__Problem to solve__
Take the line containing "If you could mark the grey" and every line after it in the data below, and print them exactly as given, with nothing else.

— Start —

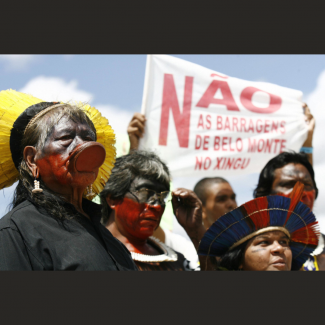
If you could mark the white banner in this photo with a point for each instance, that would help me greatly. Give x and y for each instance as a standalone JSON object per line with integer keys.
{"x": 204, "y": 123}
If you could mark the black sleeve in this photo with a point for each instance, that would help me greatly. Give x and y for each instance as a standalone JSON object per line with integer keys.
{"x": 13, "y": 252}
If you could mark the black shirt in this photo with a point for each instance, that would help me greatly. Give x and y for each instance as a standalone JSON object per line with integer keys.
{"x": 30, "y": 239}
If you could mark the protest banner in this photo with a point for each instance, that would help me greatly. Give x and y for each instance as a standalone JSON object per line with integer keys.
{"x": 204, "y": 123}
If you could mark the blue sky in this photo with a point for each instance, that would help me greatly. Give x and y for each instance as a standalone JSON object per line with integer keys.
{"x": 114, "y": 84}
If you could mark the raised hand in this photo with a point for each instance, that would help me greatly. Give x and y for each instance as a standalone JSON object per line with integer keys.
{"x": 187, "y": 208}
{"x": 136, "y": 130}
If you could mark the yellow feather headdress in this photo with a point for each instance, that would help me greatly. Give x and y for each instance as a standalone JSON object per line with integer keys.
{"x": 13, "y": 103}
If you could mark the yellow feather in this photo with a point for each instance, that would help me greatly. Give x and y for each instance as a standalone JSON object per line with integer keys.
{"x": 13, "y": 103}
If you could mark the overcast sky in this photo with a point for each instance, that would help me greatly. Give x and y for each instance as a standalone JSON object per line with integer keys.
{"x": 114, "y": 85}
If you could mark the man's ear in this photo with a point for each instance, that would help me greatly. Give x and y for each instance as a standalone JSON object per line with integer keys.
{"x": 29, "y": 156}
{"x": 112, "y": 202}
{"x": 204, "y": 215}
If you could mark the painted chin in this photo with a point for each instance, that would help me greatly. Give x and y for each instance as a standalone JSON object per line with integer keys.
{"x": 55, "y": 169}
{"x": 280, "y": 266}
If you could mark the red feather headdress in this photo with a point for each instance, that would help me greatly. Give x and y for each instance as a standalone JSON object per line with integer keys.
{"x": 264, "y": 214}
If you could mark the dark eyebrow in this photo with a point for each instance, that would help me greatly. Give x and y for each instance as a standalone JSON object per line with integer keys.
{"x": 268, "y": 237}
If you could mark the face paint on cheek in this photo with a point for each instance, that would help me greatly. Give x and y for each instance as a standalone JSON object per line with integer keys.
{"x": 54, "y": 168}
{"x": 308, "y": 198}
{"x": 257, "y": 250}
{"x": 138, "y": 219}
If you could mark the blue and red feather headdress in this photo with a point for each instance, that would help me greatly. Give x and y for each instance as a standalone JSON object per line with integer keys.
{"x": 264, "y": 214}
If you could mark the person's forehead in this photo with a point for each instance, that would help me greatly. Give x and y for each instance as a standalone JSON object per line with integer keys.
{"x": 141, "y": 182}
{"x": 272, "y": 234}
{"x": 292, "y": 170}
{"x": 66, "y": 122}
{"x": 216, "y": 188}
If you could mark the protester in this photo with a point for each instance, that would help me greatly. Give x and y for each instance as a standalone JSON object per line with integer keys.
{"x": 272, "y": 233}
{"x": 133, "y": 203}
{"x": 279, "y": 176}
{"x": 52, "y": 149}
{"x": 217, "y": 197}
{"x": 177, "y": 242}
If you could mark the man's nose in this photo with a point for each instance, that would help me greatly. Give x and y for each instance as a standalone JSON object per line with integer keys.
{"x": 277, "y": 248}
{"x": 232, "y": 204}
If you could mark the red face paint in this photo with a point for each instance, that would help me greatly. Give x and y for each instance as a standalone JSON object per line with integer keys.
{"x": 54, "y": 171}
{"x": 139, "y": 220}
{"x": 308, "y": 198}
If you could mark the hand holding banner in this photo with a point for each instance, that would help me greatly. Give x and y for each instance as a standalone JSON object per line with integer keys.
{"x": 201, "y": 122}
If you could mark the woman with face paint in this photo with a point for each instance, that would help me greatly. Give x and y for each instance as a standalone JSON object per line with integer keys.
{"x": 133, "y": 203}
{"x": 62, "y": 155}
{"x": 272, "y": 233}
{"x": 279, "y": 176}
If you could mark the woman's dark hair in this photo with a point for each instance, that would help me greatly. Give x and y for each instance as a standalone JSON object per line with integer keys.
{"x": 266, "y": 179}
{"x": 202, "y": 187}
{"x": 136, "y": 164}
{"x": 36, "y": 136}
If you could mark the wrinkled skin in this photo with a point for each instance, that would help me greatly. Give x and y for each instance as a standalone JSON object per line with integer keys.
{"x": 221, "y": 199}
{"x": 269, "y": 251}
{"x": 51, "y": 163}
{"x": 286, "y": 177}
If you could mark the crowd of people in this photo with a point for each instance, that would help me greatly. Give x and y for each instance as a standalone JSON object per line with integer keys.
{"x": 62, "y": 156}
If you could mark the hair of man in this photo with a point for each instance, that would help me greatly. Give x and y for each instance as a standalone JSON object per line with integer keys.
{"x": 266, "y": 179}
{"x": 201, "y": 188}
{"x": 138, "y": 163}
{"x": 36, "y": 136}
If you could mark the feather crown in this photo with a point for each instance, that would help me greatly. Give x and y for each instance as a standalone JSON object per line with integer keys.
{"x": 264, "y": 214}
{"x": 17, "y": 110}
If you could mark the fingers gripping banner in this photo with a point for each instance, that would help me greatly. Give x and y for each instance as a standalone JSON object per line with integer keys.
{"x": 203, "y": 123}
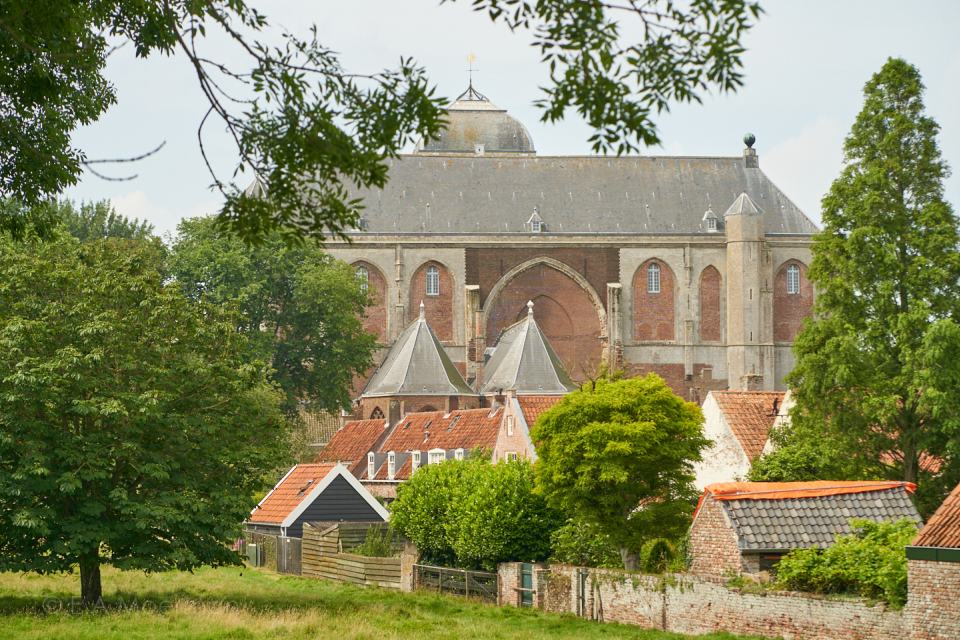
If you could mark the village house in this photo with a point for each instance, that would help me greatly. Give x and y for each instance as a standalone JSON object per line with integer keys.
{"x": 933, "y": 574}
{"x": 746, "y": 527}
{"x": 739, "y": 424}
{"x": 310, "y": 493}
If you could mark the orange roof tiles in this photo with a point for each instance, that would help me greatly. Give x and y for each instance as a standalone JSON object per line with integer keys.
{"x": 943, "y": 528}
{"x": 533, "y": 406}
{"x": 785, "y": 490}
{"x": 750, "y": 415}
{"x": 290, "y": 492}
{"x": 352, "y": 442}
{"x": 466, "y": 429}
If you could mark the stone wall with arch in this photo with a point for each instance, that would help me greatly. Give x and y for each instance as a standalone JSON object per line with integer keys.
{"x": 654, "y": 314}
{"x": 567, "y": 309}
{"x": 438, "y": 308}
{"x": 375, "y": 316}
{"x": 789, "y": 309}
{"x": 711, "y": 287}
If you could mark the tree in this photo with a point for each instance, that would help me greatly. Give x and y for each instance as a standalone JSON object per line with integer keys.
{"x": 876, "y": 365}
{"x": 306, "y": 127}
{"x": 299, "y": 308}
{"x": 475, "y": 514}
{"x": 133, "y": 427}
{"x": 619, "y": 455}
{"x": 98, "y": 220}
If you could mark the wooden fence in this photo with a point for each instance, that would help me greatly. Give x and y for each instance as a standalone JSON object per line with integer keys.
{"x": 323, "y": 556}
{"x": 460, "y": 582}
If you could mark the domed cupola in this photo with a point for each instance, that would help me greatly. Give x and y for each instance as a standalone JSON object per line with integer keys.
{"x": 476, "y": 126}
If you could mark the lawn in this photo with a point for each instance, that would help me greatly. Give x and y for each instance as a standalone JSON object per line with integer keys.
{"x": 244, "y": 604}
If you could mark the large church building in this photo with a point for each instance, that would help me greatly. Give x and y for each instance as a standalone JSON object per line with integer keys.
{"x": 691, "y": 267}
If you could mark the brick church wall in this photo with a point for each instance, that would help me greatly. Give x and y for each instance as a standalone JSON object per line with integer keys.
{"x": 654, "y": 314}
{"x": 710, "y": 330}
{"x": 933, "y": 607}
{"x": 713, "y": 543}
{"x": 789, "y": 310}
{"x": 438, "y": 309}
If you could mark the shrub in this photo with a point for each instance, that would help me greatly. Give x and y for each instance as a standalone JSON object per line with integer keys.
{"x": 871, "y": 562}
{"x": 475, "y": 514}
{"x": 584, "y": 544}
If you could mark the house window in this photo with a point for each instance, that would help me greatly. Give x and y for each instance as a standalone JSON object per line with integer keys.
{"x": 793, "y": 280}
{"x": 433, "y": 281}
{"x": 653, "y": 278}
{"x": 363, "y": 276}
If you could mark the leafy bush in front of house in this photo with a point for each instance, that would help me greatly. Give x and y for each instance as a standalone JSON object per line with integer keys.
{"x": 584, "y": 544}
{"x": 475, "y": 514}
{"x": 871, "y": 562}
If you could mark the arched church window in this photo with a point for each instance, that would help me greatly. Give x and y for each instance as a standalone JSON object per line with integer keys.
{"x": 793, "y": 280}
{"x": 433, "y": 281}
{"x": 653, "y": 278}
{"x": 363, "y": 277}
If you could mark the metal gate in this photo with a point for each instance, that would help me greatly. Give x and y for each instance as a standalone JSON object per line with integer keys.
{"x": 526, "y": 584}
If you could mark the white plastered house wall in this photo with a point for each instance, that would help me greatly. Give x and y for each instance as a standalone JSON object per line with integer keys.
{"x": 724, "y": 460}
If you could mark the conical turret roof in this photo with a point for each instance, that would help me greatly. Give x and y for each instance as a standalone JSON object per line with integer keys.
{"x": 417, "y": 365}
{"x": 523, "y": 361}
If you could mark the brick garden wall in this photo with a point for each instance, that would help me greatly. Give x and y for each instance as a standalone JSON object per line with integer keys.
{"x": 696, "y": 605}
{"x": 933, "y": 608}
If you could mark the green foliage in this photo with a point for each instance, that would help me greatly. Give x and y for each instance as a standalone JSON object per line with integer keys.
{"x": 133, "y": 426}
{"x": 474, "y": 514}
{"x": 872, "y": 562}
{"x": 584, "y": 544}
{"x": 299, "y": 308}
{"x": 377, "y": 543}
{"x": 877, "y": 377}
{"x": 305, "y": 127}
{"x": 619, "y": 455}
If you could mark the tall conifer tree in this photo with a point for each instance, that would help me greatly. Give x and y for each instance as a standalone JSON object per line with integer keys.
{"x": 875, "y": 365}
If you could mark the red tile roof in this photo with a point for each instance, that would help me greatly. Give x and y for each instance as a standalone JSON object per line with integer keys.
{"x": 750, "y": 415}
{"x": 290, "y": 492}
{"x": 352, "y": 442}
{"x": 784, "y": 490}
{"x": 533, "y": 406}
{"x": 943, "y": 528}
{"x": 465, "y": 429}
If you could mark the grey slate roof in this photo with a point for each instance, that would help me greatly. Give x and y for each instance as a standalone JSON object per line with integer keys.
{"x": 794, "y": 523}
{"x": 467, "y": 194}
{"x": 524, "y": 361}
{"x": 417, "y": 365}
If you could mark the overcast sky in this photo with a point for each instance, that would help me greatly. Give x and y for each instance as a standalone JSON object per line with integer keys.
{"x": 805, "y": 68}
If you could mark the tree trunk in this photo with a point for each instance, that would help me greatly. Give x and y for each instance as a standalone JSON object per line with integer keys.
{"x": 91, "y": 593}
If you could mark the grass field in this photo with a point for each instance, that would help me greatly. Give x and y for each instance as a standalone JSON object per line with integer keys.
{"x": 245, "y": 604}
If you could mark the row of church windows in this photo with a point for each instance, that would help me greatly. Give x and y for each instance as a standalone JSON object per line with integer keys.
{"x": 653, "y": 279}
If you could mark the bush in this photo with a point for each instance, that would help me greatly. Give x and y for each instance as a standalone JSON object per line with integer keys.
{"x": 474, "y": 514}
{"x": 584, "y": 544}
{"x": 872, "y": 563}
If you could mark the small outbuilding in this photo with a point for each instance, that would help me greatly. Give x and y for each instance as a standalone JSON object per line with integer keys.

— End —

__Complete answer__
If you could mark the grey slate roof in this photo with a point for each instance, that would help me greatly. Give x and y for each instance as a standalone JSON object per line with integer keys.
{"x": 794, "y": 523}
{"x": 467, "y": 194}
{"x": 524, "y": 361}
{"x": 417, "y": 365}
If you could mark the overcast sky in this photo with a point for each instance, that would help me greatly. Give x and y for each instance as a standalone JSON object per line with integer keys.
{"x": 805, "y": 68}
If you could mark the tree trunk in this photo with a point for each instance, that would help me greatly. Give x and y for each instance as a standalone JSON object per line with integer keys.
{"x": 91, "y": 593}
If you could mark the grass field in this photo with a point for each instance, that would help me greatly. Give x and y for each instance as a standalone JSON object per line with integer keys.
{"x": 245, "y": 604}
If you could mark the row of church windows in this photo with a point for each instance, that would help me greatly. Give x and y for each instance as a standalone JSON object per line with integer keys.
{"x": 653, "y": 279}
If you could mark the bush in this photo with a point for each instance, that would help me greatly. Give x and y for each instance as a standalone JSON object per line with integer keys.
{"x": 474, "y": 514}
{"x": 584, "y": 544}
{"x": 872, "y": 563}
If you could mark the small outbuilding in this photo with a point for each instance, that would help me greatly. Give x and y for each instance as a standalone JSON object per line with integer keys.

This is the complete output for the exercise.